■ Nur Mitglieder sollen von der Gewerkschaft profitieren
: Trittbrettfahrer, absteigen!

Das Geld wird knapp, die Reallöhne steigen schon lange nicht mehr – was tut man da als klug rechnender Arbeitnehmer? Man spart. Mitgliedsbeiträge zum Beispiel. Man tritt erst mal aus der Gewerkschaft aus; dadurch drohen ja keinerlei Nachteile. Denn die Tarifverträge, die die Gewerkschaften aushandeln oder erkämpfen, kommen automatisch allen zugute. Die Einzelorganisationen des Deutschen Gewerkschaftsbunds (DGB) haben allein im ersten Halbjahr 1994 eine Viertelmillion ihrer Mitglieder verloren, das sind fast 2,5 Prozent. Im vergangenen Jahr ist der Bestand gewerkschaftlich organisierter Lohnabhängiger damit unter die Zehn-Millionen-Grenze gefallen.

Nun müssen die Gewerkschaften also ihrerseits sparen; ihre Kampfkraft sinkt. Auch die Rolle, die immer mehr Mitglieder von ihnen erwarten, nämlich ein Dienstleistungsbetrieb zu sein, können sie schlechter ausfüllen. Und was tun klug rechnende Gewerkschaftsfunktionäre in dieser mißlichen Lage? Sie sorgen dafür, daß die Nutznießer ihrer Aktivitäten auch zu deren Finanzierung beitragen. Trittbrettfahrer sollen nicht mehr mitbefördert werden. Das ist nur zu verständlich – und gerade in dieser Zeit auch sinnvoll.

Datenauszug:
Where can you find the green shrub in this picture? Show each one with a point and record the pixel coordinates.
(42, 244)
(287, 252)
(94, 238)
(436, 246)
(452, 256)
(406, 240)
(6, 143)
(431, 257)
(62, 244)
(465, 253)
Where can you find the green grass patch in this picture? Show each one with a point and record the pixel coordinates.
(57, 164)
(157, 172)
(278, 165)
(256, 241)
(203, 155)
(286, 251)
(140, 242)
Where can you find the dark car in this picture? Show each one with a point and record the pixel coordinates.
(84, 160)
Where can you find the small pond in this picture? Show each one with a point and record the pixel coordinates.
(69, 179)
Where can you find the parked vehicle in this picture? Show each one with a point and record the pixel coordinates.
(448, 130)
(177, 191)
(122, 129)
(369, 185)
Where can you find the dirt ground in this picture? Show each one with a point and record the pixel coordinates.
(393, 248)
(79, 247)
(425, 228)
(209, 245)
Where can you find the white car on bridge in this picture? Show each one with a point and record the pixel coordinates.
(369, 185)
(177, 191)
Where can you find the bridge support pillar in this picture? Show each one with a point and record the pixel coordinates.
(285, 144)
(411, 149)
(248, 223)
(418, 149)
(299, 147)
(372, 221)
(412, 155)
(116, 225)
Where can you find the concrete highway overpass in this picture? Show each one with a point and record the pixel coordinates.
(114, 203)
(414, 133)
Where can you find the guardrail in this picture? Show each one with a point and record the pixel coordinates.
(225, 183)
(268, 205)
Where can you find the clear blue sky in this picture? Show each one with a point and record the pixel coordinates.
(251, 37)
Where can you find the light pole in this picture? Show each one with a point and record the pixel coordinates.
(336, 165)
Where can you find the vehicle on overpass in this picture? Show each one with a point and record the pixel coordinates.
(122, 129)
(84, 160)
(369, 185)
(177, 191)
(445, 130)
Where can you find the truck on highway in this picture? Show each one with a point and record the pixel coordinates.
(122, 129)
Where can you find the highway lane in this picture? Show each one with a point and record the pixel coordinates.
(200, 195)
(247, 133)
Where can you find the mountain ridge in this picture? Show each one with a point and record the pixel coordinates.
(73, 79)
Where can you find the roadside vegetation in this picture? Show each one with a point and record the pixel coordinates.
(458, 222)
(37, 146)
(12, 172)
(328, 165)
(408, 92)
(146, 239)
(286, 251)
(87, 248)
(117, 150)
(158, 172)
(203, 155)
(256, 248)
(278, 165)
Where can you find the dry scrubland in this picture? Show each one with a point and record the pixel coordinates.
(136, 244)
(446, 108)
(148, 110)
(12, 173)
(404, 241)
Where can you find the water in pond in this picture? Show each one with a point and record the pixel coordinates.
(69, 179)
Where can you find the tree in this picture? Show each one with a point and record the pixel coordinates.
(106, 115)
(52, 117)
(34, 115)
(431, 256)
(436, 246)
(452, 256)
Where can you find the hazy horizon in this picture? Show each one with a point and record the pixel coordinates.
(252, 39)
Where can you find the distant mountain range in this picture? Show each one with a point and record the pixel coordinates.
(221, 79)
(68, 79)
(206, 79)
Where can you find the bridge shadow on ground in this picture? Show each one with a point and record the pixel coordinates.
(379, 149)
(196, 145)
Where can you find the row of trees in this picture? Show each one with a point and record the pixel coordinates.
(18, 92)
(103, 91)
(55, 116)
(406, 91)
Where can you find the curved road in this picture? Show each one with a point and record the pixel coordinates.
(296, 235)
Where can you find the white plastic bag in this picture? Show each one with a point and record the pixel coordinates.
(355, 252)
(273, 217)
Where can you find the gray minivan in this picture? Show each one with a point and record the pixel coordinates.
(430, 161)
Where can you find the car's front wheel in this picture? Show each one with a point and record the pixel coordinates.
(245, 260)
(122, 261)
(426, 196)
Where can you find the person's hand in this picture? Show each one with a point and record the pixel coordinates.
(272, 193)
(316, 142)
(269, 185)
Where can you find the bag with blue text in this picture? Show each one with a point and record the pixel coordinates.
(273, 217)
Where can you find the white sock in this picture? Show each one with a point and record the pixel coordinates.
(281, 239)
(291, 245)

Aufgaben:
- 1) Fassen Sie den Absatz im Text über die Gewerkschaften, der mit „Nun müssen die Gewerkschaften“ beginnt, als kurze Stichpunktliste zusammen.
- 2) Wie viele Mitglieder haben die Einzelorganisationen des DGB laut dem Text über die Gewerkschaften im ersten Halbjahr 1994 verloren?
- 3) Führen Sie den Text über die Gewerkschaften im Anschluss an seinen letzten Satz fort.

Antworten pro Aufgabe:
- 1)
- Die Gewerkschaften müssen sparen, ihre Kampfkraft sinkt.
- Die Rolle als Dienstleistungsbetrieb, die immer mehr Mitglieder erwarten, können sie schlechter ausfüllen.
- Die Funktionäre sorgen dafür, dass die Nutznießer ihrer Aktivitäten auch zur Finanzierung beitragen. Trittbrettfahrer sollen nicht mehr mitbefördert werden.
- Das ist verständlich und gerade in dieser Zeit sinnvoll.

- 2) Eine Viertelmillion, das sind fast 2,5 Prozent.

- 3)
Daß die Gewerkschaften ihre historische Rolle ausgespielt hätten, ist ein gewaltiges Mißverständnis. Die Arbeitgeber, sei es Arbeitgeberpräsident Murmann oder der Chef des Industrie- und Handelstags, Stihl, überbieten sich derzeit gegenseitig mit Vorschlägen zum Lohn- und Sozialabbau. Nichts mehr ist tabu: Die Lohnkosten sollen auf Teufel komm raus gedrückt werden. Je schwächer die Gewerkschaften, desto weniger brauchen die Arbeitgeber zu befürchten, durch solche Vorstöße den sozialen Frieden zu gefährden. Denn eine Arbeitnehmerschaft, die, aus lauter Einzelkämpfern bestehend, sich krisengebeutelt duckt, ist kein ernstzunehmender Gegner für die Unternehmer.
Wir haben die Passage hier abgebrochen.